* start Dataset records *
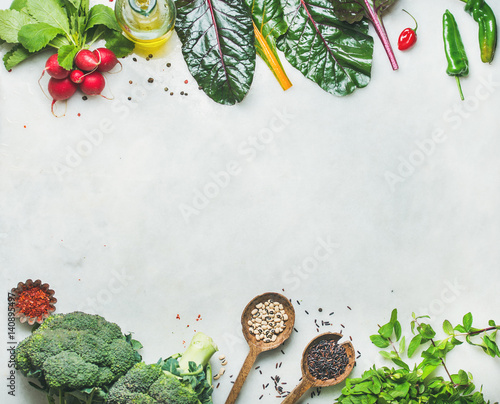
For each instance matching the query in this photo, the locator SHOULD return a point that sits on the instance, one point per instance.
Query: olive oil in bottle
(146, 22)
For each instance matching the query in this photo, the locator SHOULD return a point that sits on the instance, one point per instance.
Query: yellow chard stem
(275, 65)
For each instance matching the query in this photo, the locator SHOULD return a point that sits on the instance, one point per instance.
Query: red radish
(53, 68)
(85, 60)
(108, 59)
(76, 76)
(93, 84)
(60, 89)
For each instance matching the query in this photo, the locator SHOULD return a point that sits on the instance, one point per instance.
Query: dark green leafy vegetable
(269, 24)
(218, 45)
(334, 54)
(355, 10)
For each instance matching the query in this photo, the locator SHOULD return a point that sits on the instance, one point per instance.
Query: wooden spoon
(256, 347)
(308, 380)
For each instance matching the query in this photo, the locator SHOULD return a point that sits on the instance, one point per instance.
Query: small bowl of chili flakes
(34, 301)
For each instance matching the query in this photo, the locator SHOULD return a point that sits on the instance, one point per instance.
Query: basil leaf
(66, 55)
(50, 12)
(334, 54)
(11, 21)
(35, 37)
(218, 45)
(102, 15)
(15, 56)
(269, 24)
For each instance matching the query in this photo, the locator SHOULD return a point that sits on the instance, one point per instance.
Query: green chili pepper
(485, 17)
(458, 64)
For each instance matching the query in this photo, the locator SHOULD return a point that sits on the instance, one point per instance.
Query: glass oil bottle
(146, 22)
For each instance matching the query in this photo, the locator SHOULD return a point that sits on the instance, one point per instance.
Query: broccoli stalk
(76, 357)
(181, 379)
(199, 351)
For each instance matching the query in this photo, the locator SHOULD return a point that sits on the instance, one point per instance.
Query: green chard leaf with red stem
* end Dataset records *
* start Dataset records *
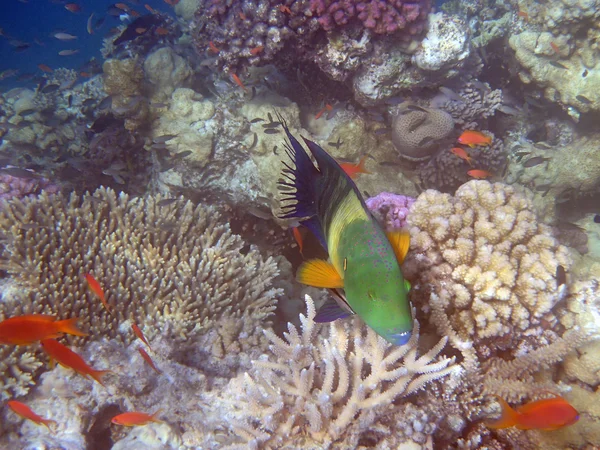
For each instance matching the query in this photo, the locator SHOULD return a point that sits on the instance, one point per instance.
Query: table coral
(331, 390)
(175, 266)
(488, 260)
* end Dataset records *
▶ What you have to do
Pull out every line of the records that contains the string "bottle".

▶ Correct result
Query: olive oil in bottle
Query: glass oil bottle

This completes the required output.